Data supplied Block Start

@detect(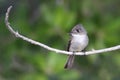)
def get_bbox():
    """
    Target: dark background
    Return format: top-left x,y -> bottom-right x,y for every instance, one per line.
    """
0,0 -> 120,80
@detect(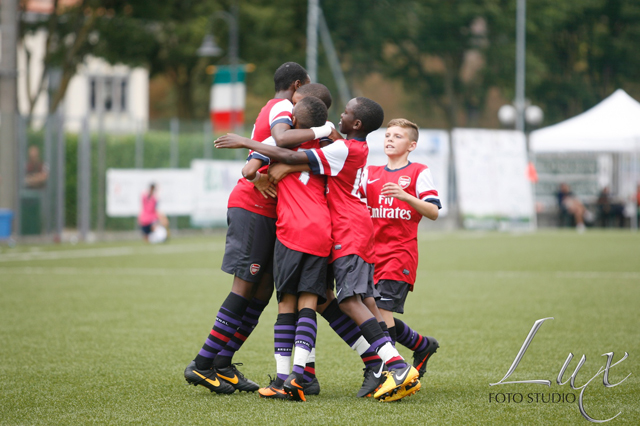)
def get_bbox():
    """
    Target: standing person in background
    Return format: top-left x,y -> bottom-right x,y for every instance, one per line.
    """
25,146 -> 48,189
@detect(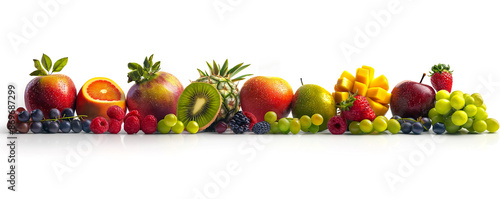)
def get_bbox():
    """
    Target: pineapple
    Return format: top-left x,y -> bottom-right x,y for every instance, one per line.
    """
196,60 -> 252,125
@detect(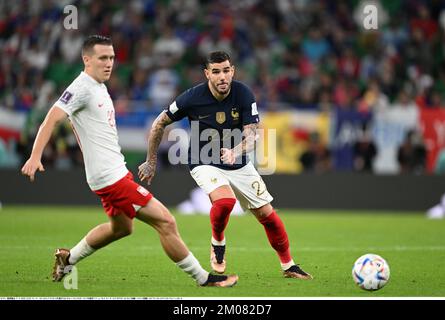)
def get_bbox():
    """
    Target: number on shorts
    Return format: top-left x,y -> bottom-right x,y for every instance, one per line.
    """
251,180 -> 265,197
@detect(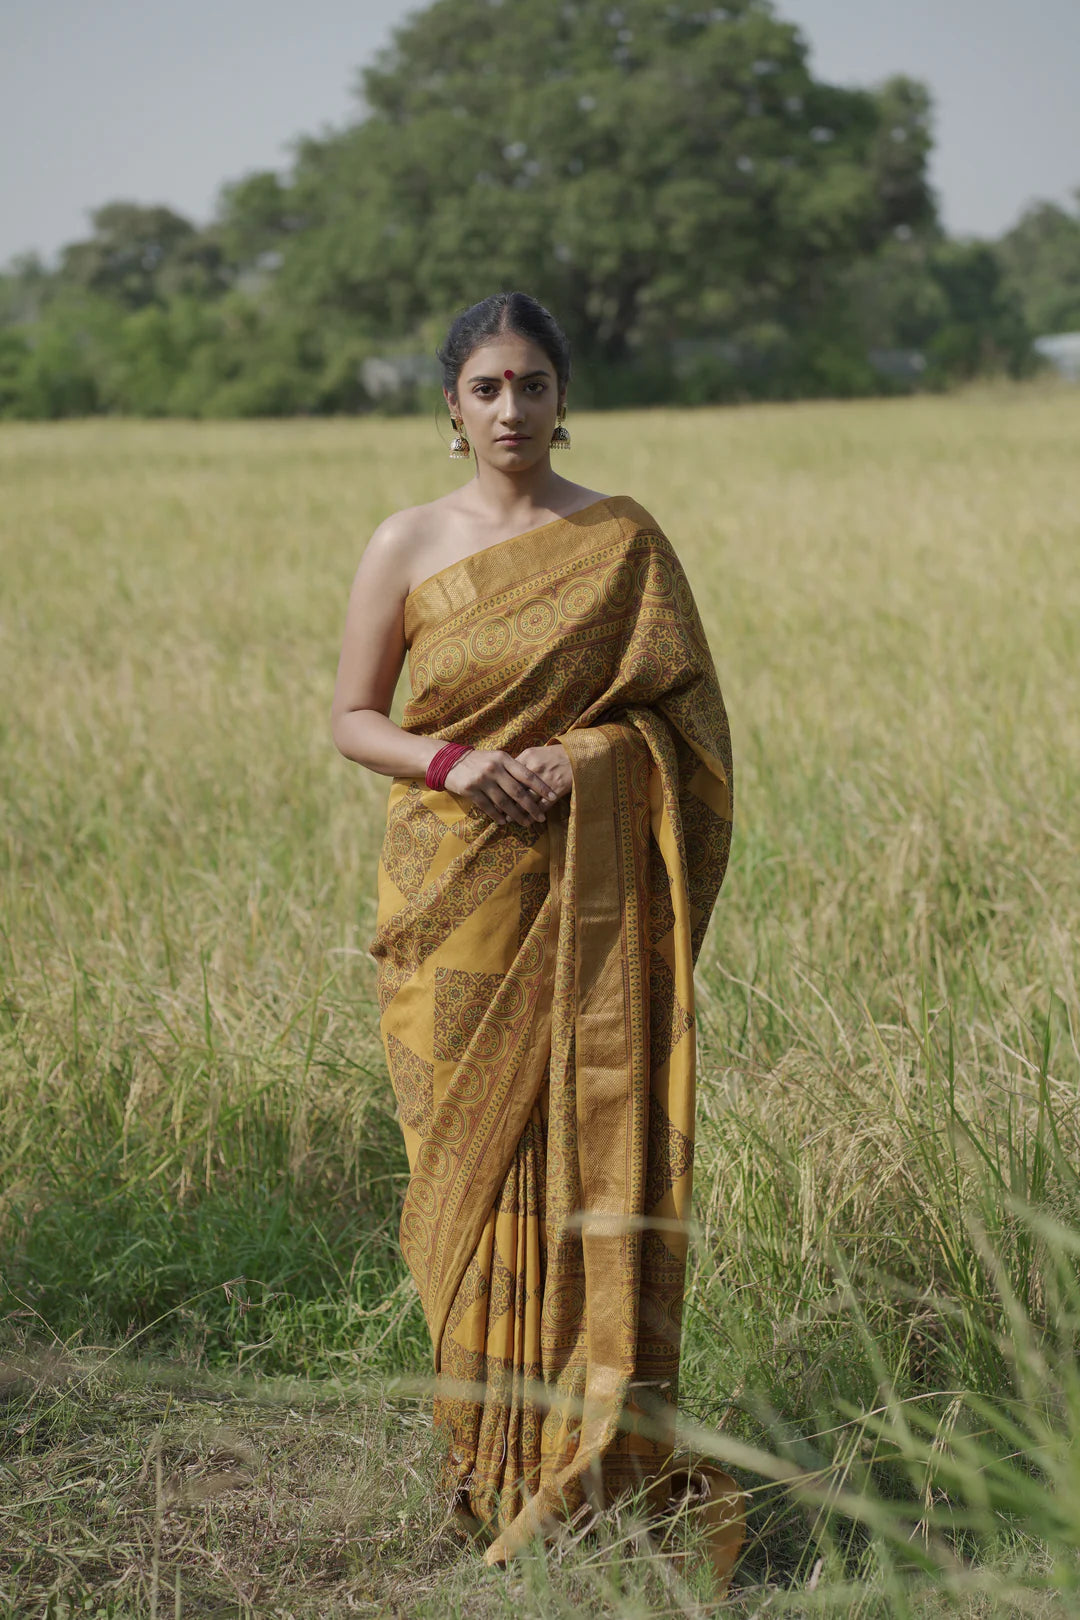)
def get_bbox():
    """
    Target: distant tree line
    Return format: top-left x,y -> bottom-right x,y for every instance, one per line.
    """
1,0 -> 1077,420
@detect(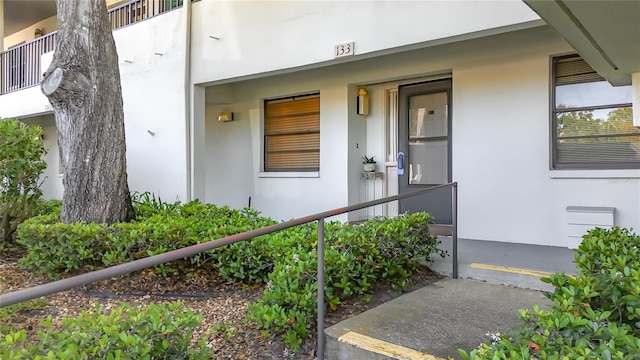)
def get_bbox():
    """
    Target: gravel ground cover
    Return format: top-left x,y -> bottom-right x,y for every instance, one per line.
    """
0,249 -> 440,359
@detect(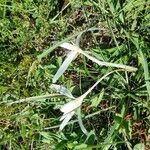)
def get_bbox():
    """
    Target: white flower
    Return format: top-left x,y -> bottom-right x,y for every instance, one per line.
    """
52,67 -> 134,131
59,97 -> 83,131
54,73 -> 108,131
59,111 -> 75,131
59,42 -> 137,72
50,84 -> 84,131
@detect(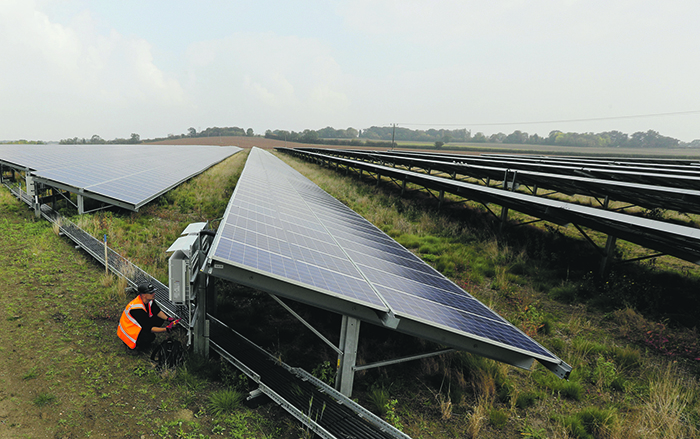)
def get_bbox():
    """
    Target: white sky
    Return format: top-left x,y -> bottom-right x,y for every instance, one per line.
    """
2,0 -> 700,142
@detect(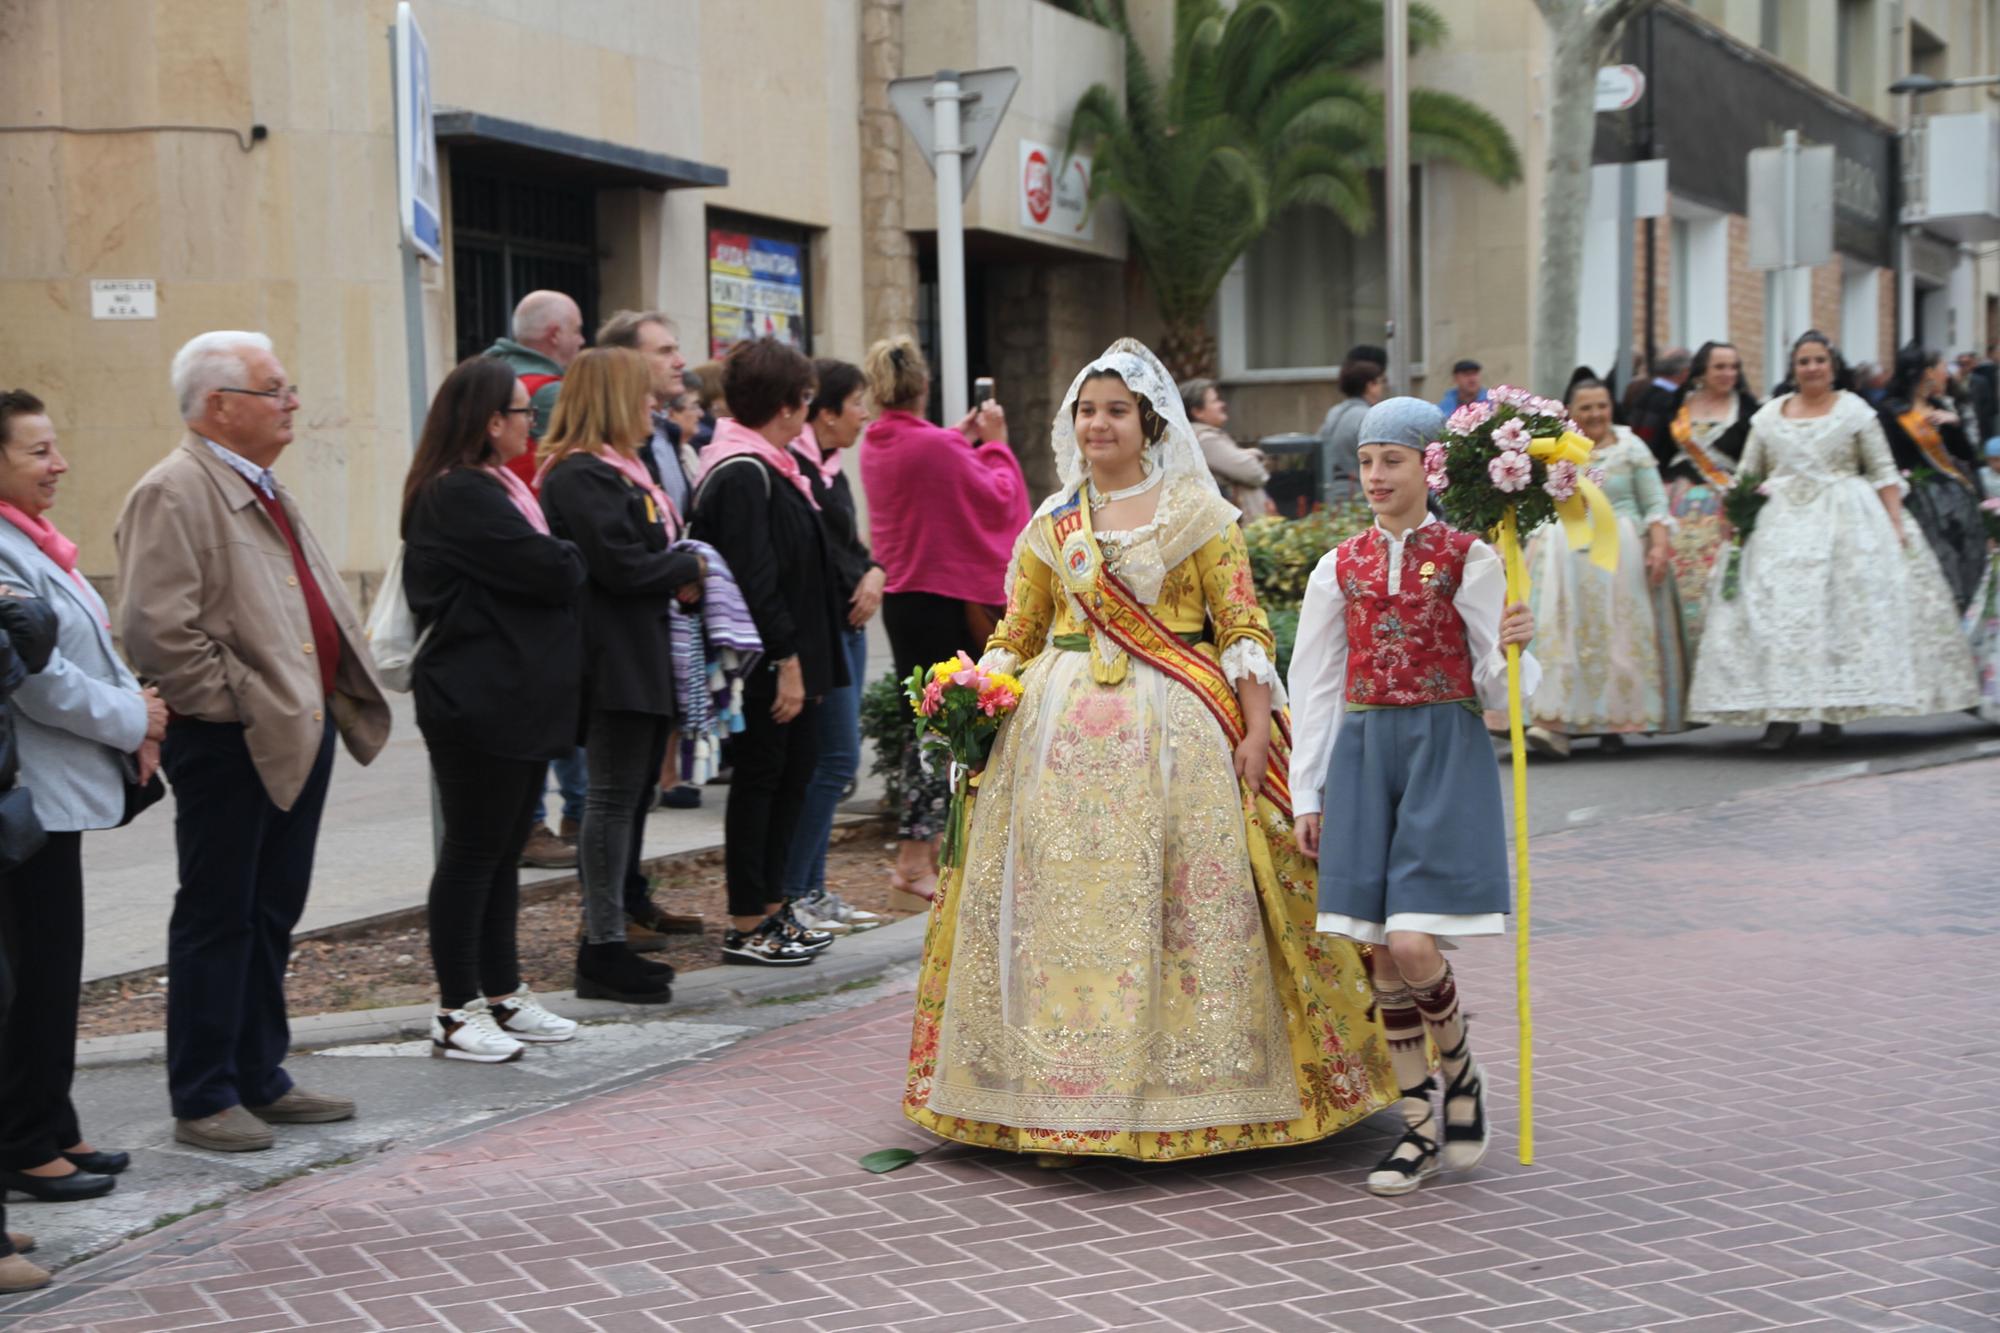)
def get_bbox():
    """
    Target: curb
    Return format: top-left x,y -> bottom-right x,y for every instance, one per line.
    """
81,809 -> 888,992
75,908 -> 931,1069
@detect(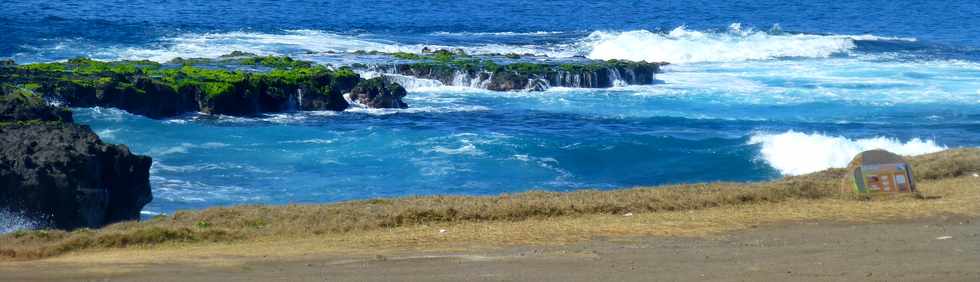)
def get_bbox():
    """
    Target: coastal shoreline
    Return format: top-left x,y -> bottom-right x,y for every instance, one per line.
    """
1,149 -> 977,278
3,1 -> 980,280
1,193 -> 977,281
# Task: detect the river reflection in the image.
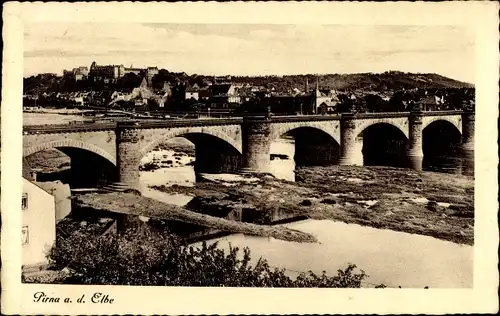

Data supplied Block End

> **What you are asked to do**
Looking at the records above, how many lines contain "background"? Only the number is needed.

> **Written response**
2